▸ Document passage
Scream 5 & 6 Is Radio Silence’s Brutal and Bloody Attitude Era
Put simply, Scream 5 and 6’s strong suit was not its characters. It was not its clever writing. The Radio Silence duology in the Scream series excelled in one thing: beating the hell out of its characters.
Wrestling fans (of which there is an unsurprising amount of crossover with horror fans) will know why I call it the Attitude Era. Just like WWE’s most infamous stretch of history, Radio Silence brought something especially aggressive to their entries. And it’s because these films were just brutal. Handing the reins to the series, Bettinelli-Olpin and Gillet gifted a special kineticism to the classic Scream chase sequences, insane finales, and especially its ruthless killers.
All five of the Ghostfaces present in 5 and 6 are the definition of nasty. They’re unrelenting, and in my humble opinion, the freakiest since the original duo of Stu Macher and Billy Loomis. Getting to hear all the air get sucked out of the room as Dewey is gutted like a fish in 5 was still an incredible moment to experience in theatres, and it’s something I don’t think would have happened if the films were any less mean and any less explosively violent.

▸ What you should do
From the Scream 5 and 6 article, rewrite the part that opens with "Scream 5 & 6" and closes with "its ruthless killers.", putting "two-film run" in place of "duology".

▸ Input data
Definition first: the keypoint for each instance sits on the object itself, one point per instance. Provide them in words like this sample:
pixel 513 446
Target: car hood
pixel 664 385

▸ Result of the exercise
Scream 5 & 6 Is Radio Silence’s Brutal and Bloody Attitude Era
Put simply, Scream 5 and 6’s strong suit was not its characters. It was not its clever writing. The Radio Silence two-film run in the Scream series excelled in one thing: beating the hell out of its characters.
Wrestling fans (of which there is an unsurprising amount of crossover with horror fans) will know why I call it the Attitude Era. Just like WWE’s most infamous stretch of history, Radio Silence brought something especially aggressive to their entries. And it’s because these films were just brutal. Handing the reins to the series, Bettinelli-Olpin and Gillet gifted a special kineticism to the classic Scream chase sequences, insane finales, and especially its ruthless killers.